Shape labeling listing
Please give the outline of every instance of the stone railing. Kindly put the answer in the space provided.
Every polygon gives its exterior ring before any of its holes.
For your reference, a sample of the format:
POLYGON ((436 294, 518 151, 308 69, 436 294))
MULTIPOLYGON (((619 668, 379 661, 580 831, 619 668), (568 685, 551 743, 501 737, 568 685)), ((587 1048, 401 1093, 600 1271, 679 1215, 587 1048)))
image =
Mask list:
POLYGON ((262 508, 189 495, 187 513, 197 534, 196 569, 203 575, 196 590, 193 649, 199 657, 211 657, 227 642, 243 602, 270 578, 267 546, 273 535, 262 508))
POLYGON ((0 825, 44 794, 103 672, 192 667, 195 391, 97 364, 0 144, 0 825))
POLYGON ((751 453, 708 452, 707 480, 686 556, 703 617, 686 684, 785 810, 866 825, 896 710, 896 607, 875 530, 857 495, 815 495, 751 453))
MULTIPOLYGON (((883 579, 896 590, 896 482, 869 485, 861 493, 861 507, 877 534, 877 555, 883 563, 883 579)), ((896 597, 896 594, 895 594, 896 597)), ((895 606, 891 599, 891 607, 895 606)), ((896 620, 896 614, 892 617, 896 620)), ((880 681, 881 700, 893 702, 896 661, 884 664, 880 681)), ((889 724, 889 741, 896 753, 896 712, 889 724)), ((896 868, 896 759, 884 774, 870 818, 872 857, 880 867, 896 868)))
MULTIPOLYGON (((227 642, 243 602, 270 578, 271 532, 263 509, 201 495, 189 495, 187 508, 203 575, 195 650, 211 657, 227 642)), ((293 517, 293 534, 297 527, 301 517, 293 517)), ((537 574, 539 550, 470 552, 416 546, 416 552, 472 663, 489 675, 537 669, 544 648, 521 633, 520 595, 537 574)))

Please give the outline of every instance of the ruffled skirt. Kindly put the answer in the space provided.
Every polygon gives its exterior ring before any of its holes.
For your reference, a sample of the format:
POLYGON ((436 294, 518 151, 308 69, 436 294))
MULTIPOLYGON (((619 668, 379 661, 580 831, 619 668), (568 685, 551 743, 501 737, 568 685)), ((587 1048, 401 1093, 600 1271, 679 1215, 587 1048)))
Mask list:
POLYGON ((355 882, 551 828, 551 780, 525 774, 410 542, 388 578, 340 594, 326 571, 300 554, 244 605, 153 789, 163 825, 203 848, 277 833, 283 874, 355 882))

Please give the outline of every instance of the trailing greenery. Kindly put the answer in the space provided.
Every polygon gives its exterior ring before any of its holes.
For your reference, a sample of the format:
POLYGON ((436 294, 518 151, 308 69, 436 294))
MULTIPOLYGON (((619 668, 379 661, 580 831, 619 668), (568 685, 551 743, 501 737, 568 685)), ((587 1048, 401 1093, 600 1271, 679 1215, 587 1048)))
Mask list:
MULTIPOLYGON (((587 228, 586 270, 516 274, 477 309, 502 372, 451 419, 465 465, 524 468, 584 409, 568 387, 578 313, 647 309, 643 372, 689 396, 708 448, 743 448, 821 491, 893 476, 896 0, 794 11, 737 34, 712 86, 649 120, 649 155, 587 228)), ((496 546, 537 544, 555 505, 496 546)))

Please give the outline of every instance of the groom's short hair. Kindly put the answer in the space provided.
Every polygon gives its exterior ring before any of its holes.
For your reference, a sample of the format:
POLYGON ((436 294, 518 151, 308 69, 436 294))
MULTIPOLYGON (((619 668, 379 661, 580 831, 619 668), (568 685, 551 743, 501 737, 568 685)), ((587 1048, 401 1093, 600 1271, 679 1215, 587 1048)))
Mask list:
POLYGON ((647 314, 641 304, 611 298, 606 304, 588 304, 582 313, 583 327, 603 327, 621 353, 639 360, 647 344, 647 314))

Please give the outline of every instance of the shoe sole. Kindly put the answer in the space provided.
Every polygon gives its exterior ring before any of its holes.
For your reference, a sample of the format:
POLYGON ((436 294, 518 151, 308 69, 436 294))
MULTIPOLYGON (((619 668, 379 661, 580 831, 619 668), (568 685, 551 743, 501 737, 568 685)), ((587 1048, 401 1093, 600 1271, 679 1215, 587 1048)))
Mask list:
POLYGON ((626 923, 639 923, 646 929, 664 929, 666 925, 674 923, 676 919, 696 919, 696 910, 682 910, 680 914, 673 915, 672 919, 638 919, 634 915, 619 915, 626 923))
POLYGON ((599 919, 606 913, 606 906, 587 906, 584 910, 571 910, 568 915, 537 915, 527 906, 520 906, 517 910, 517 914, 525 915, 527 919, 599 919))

**Problem requirements:** Copy every line of the listing above word for word, with no changes.

**Output of the task:**
Please give the outline of every instance of the stone railing. Kindly put the answer in the space provided.
Every polygon gives its exterior ring before any of its holes.
For your reference, a sample of the format:
POLYGON ((436 294, 518 151, 308 69, 436 294))
MULTIPOLYGON (((619 668, 379 661, 580 831, 619 668), (568 685, 551 743, 501 737, 568 685)), ((587 1048, 401 1093, 600 1271, 679 1215, 587 1048)))
image =
Mask list:
POLYGON ((262 508, 189 495, 187 513, 197 534, 196 569, 203 575, 196 590, 193 649, 199 657, 211 657, 227 642, 243 602, 270 578, 267 546, 273 535, 262 508))
POLYGON ((0 825, 44 794, 103 672, 192 667, 195 391, 97 364, 0 144, 0 825))
POLYGON ((751 453, 708 452, 707 480, 686 556, 703 617, 686 684, 785 810, 866 825, 896 710, 896 607, 875 530, 857 495, 815 495, 751 453))
MULTIPOLYGON (((883 579, 896 590, 896 482, 869 485, 861 493, 861 507, 877 534, 877 555, 883 563, 883 579)), ((896 597, 896 594, 895 594, 896 597)), ((895 606, 891 599, 891 607, 895 606)), ((896 620, 896 614, 892 617, 896 620)), ((880 681, 881 700, 893 702, 896 661, 884 664, 880 681)), ((889 724, 889 741, 896 753, 896 712, 889 724)), ((896 868, 896 759, 884 774, 870 818, 872 857, 880 867, 896 868)))
MULTIPOLYGON (((227 642, 243 602, 270 578, 271 532, 263 509, 201 495, 189 495, 187 508, 203 575, 195 650, 211 657, 227 642)), ((293 517, 293 534, 297 527, 301 517, 293 517)), ((537 574, 539 550, 470 552, 416 546, 416 552, 472 663, 489 675, 537 669, 544 648, 521 633, 520 595, 537 574)))

Please give the outline of every instance of the ruffled skirt. Kindly put the answer in the space provided.
Every polygon gives its exterior ring before any of its holes.
For your reference, a sample of the format:
POLYGON ((436 294, 518 151, 308 69, 436 294))
MULTIPOLYGON (((619 668, 379 661, 580 831, 619 668), (568 685, 551 743, 501 737, 568 685)), ((587 1048, 401 1093, 600 1271, 679 1215, 587 1048)))
Mask list:
POLYGON ((355 882, 551 828, 551 780, 525 774, 410 542, 388 578, 340 594, 326 571, 300 554, 244 605, 153 789, 163 825, 203 848, 277 833, 283 874, 355 882))

Please give the outline of every instance of the trailing greenery. Kindly put the answer in the space provided.
Every polygon gives its exterior ring before any of its holes.
For your reference, a sample of the format:
POLYGON ((436 294, 518 151, 308 69, 436 294))
MULTIPOLYGON (((619 668, 379 661, 580 831, 619 668), (568 685, 551 743, 501 737, 568 685)), ((587 1048, 401 1093, 600 1271, 679 1215, 587 1048)))
Mask list:
MULTIPOLYGON (((587 228, 586 270, 516 274, 477 309, 502 372, 451 419, 465 465, 524 468, 584 409, 568 387, 578 313, 647 309, 643 372, 689 396, 708 448, 743 448, 821 491, 893 476, 896 0, 794 11, 737 34, 712 86, 649 120, 649 155, 587 228)), ((496 546, 537 544, 555 505, 496 546)))

Please give the outline of every instance of the groom's short hair. Kindly put the answer in the space provided.
Every polygon gives its exterior ring before any of its holes.
For your reference, a sample of the format:
POLYGON ((436 294, 518 151, 308 69, 436 294))
MULTIPOLYGON (((619 668, 379 661, 580 831, 619 668), (568 685, 551 743, 501 737, 568 685)), ((587 1048, 401 1093, 600 1271, 679 1215, 587 1048)))
Mask list:
POLYGON ((647 314, 641 304, 611 298, 606 304, 588 304, 582 313, 583 327, 603 327, 621 353, 639 360, 647 344, 647 314))

Please give the outline of every instance of the shoe sole. Kindly put the answer in the space provided.
Every polygon gives its exterior ring before any of its holes.
For your reference, a sample of the format:
POLYGON ((436 294, 518 151, 308 69, 436 294))
MULTIPOLYGON (((619 668, 379 661, 580 831, 619 668), (568 685, 551 743, 501 737, 568 685)), ((587 1048, 401 1093, 600 1271, 679 1215, 587 1048)))
Mask list:
POLYGON ((626 923, 639 923, 646 929, 664 929, 666 925, 674 923, 676 919, 696 919, 696 910, 682 910, 680 914, 673 915, 672 919, 638 919, 634 915, 619 915, 626 923))
POLYGON ((599 919, 606 913, 606 906, 587 906, 584 910, 571 910, 568 915, 537 915, 527 906, 520 906, 517 910, 517 914, 525 915, 527 919, 599 919))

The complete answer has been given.